# [Set problem]
From the likelihood lecture notes below, reproduce word for word the passage starting at "Unlike Ordinary Least" and ending at "the parameter value(s)".

>> begin Passage provided

Beyond Least Squares: Using Likelihoods

BMLR Chapter 2

Author

Affiliation

Tyler George

Cornell College
STA 363 Spring 2025 Block 8

Setup

library(tidyverse)
library(GGally)
library(knitr)
library(patchwork)
library(viridis)
library(ggfortify)

Learning goals

Describe the concept of a likelihood
Construct the likelihood for a simple model
Define the Maximum Likelihood Estimate (MLE) and use it to answer an analysis question
Identify three ways to calculate or approximate the MLE and apply these methods to find the MLE for a simple model
Use likelihoods to compare models (next week)

Likelihood

What is the likelihood?

A likelihood is a function that tells us how likely we are to observe our data for a given parameter value (or values).

Unlike Ordinary Least Squares (OLS), they do not require the responses be independent, identically distributed, and normal (iidN)
They are not the same as probability functions
- Probability function: Fixed parameter value(s) + input possible outcomes \(\Rightarrow\) probability of seeing the different outcomes given the parameter value(s)

>> end Passage provided
>> begin Listed entries

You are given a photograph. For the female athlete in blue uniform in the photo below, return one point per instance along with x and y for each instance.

>> end Listed entries
>> begin Listed entries

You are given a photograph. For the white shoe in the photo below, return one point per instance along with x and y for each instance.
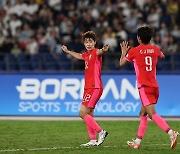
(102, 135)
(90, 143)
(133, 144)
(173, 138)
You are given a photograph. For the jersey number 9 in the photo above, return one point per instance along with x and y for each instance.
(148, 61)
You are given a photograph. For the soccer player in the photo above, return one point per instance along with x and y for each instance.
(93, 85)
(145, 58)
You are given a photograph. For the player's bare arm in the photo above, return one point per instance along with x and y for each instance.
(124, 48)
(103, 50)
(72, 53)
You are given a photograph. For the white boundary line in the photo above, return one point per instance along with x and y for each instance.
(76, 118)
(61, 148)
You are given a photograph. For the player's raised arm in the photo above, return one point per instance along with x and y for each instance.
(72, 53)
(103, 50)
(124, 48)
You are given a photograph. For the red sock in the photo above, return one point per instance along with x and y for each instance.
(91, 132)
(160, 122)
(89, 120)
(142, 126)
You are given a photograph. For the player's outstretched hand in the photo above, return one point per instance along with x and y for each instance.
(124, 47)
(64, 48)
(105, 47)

>> end Listed entries

# [The reply]
Unlike Ordinary Least Squares (OLS), they do not require the responses be independent, identically distributed, and normal (iidN)
They are not the same as probability functions
- Probability function: Fixed parameter value(s) + input possible outcomes \(\Rightarrow\) probability of seeing the different outcomes given the parameter value(s)